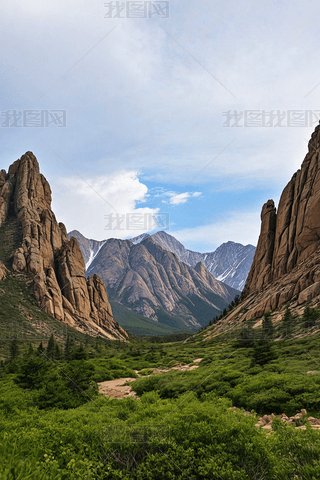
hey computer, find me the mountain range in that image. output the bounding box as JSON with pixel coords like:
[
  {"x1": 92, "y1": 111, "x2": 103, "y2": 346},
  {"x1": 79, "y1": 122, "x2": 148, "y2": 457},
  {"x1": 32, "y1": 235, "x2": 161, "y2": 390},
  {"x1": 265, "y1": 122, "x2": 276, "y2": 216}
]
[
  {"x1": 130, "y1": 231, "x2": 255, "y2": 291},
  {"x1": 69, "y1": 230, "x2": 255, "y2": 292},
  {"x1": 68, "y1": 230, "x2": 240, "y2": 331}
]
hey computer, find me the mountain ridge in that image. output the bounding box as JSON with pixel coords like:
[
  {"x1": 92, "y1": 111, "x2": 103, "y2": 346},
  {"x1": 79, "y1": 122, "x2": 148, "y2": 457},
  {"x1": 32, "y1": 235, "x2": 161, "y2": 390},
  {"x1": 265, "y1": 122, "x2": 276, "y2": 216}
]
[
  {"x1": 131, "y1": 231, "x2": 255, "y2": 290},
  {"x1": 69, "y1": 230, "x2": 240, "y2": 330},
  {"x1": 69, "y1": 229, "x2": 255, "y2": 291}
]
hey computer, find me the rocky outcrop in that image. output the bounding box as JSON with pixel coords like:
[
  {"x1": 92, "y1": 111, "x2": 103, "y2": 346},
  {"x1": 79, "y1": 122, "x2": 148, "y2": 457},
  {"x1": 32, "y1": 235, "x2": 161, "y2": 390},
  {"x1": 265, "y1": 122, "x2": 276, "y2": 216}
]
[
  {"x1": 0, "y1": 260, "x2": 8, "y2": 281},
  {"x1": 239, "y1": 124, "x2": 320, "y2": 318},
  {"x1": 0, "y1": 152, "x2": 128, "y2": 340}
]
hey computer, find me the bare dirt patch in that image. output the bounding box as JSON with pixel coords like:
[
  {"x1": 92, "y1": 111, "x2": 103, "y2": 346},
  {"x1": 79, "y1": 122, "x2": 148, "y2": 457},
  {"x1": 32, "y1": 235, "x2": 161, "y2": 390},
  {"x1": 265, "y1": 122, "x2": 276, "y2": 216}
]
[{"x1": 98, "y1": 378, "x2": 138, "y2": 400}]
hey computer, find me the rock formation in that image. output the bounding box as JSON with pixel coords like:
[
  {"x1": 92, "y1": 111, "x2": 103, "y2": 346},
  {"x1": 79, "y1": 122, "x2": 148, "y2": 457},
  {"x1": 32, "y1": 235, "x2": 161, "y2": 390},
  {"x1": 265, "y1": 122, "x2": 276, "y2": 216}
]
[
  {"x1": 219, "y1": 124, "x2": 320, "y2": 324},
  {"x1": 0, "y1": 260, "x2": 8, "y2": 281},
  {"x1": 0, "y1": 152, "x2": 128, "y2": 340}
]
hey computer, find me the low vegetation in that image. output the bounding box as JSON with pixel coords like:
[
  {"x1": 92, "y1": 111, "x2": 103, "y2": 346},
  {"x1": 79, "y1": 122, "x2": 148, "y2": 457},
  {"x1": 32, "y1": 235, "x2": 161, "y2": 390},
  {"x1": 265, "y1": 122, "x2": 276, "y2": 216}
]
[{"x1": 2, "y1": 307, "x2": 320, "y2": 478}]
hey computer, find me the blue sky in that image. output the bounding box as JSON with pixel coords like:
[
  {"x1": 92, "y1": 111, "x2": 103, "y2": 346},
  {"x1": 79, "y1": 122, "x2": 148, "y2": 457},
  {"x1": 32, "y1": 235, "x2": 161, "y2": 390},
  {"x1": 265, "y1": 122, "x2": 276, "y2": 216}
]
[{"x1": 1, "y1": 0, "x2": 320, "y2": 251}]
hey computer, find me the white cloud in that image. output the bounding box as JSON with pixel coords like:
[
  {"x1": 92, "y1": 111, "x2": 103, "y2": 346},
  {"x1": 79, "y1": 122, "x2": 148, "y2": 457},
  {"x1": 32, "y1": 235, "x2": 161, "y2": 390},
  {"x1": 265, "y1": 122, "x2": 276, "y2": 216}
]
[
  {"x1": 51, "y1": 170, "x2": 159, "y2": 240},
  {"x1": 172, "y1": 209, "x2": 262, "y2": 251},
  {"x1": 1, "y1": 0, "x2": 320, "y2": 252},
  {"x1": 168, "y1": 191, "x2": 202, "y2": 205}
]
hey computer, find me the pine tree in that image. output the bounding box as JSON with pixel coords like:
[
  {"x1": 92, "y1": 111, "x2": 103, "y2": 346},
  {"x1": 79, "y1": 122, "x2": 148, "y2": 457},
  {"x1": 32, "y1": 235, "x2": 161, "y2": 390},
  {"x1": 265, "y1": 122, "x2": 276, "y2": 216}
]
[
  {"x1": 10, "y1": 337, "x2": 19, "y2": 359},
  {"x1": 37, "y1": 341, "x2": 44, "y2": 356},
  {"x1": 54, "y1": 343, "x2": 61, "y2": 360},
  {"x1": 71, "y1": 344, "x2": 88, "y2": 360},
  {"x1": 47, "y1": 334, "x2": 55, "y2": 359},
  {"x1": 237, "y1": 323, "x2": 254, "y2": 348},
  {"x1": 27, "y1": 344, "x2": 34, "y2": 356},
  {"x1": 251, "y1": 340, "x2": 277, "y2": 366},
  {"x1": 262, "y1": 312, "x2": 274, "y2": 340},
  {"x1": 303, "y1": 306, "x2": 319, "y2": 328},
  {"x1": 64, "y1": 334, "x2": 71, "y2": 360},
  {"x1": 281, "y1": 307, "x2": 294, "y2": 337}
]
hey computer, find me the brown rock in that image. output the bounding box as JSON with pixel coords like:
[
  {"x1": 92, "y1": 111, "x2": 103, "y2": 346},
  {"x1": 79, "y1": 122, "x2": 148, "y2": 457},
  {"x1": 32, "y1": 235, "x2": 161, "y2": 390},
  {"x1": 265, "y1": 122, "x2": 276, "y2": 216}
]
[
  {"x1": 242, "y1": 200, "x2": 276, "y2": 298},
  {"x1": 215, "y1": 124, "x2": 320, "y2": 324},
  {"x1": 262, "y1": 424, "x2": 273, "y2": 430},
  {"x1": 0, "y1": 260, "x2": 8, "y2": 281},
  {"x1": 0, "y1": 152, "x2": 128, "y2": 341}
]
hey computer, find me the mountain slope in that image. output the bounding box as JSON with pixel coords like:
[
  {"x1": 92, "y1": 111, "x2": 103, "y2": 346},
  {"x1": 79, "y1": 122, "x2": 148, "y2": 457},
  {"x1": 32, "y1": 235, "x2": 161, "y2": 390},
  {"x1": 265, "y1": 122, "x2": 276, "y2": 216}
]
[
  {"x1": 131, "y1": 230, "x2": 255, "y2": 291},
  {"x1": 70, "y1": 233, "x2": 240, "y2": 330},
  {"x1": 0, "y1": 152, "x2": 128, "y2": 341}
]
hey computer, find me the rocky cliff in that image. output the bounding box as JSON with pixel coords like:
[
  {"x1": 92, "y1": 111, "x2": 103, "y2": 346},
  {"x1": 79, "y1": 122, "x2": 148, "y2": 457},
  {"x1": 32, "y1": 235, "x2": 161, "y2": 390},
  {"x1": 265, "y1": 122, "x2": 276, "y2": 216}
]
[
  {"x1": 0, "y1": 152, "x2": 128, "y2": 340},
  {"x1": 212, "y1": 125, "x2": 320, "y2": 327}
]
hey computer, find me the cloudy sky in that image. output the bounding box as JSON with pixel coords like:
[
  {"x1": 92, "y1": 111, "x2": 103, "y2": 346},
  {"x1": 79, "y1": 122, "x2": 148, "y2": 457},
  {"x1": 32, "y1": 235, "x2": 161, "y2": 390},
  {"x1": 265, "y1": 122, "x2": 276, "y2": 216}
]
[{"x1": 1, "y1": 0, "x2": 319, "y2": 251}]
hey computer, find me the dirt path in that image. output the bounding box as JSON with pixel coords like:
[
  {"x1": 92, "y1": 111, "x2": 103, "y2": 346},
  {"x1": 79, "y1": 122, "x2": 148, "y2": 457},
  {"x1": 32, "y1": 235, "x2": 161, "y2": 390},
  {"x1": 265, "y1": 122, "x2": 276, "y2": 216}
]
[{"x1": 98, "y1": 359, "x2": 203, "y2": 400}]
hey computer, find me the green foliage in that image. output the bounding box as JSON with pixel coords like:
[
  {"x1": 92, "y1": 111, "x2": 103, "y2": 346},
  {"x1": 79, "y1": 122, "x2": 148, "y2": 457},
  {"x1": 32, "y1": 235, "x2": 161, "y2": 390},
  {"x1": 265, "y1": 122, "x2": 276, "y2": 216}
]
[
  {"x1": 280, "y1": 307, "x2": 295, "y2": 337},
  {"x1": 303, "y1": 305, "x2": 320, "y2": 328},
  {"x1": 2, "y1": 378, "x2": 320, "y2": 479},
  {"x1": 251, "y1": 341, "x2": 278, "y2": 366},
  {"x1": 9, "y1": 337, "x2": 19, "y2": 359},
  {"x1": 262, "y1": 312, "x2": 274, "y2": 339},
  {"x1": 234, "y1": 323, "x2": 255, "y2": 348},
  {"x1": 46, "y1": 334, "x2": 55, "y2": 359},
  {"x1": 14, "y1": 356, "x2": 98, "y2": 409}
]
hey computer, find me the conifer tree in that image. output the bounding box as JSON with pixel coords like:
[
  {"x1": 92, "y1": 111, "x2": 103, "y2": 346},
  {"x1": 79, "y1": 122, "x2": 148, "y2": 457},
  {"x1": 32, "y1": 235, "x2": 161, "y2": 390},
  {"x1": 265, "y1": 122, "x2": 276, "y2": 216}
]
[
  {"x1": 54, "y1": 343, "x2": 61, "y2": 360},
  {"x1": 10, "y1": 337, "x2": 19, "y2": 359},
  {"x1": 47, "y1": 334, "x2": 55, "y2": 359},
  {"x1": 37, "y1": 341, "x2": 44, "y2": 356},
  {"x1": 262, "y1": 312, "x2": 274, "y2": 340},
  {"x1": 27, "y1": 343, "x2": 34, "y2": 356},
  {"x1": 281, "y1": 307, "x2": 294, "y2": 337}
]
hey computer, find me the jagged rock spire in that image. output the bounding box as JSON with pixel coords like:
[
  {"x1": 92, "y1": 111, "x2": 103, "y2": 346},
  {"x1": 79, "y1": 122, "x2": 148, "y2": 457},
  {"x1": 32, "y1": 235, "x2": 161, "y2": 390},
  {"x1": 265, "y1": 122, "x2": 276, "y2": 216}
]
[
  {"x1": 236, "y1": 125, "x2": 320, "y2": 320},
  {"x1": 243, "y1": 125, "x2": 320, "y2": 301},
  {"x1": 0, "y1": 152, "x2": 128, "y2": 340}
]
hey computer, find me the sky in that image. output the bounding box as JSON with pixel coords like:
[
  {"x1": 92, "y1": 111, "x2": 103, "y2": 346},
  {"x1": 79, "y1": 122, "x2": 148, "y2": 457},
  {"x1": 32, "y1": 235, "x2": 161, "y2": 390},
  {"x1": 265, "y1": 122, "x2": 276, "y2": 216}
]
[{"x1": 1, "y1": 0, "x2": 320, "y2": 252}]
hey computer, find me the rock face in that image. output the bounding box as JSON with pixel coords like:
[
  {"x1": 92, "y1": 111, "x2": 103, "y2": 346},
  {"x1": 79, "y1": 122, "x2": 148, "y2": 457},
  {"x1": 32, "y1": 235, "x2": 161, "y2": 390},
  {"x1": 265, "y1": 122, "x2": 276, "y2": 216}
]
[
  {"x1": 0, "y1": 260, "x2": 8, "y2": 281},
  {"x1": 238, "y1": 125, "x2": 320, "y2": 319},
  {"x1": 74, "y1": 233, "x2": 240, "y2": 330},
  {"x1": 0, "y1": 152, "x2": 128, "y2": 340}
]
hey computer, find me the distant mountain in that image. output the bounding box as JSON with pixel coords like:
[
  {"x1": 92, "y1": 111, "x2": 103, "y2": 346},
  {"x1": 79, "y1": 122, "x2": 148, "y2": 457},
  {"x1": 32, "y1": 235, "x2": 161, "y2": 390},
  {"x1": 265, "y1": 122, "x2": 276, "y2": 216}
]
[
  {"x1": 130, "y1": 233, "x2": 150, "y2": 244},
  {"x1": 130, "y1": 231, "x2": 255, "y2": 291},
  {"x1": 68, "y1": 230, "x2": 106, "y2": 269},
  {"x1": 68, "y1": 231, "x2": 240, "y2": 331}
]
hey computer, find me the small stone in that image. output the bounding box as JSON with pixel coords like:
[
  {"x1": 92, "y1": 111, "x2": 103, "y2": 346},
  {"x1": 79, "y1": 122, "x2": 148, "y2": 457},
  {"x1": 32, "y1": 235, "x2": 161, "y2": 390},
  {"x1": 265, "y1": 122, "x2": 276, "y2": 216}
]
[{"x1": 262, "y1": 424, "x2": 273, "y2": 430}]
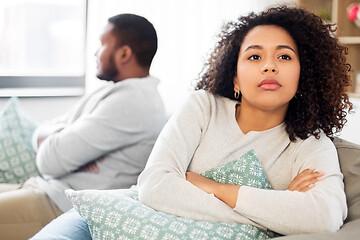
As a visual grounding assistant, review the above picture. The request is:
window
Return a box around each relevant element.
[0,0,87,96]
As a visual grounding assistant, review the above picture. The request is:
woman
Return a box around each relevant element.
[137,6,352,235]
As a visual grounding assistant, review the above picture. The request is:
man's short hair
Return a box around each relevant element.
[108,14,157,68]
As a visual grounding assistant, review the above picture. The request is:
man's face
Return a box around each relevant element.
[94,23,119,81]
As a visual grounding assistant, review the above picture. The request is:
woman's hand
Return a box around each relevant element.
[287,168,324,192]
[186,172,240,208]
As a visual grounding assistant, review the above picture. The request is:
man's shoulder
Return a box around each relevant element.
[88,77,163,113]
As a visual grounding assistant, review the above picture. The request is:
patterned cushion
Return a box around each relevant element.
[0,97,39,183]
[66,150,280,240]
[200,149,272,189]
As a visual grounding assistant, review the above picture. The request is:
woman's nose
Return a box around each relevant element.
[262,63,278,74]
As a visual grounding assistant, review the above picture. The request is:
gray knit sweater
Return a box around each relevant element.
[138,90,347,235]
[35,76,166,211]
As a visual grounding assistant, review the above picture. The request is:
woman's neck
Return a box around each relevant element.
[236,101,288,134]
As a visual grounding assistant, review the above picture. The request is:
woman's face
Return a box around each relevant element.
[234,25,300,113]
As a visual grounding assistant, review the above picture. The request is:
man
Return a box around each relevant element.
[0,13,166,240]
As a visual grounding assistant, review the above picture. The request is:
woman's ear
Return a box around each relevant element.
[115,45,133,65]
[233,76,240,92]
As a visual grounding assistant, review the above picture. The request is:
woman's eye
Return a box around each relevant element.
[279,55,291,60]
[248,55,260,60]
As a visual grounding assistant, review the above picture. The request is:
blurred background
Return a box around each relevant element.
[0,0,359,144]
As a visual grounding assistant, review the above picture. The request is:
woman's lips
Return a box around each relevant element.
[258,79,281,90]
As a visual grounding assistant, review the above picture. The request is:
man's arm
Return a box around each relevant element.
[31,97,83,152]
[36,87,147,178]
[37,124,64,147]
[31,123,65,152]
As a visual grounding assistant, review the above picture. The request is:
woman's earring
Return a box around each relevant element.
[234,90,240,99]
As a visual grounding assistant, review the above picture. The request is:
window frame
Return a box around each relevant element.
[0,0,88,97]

....

* _Aim of the exercise_
What lines of the listing contain the word "face"? Copy them all.

* _Response for this exercise_
hey computer, find me the rock face in that image. output the bounding box as JSON with pixel coords like:
man's face
woman's face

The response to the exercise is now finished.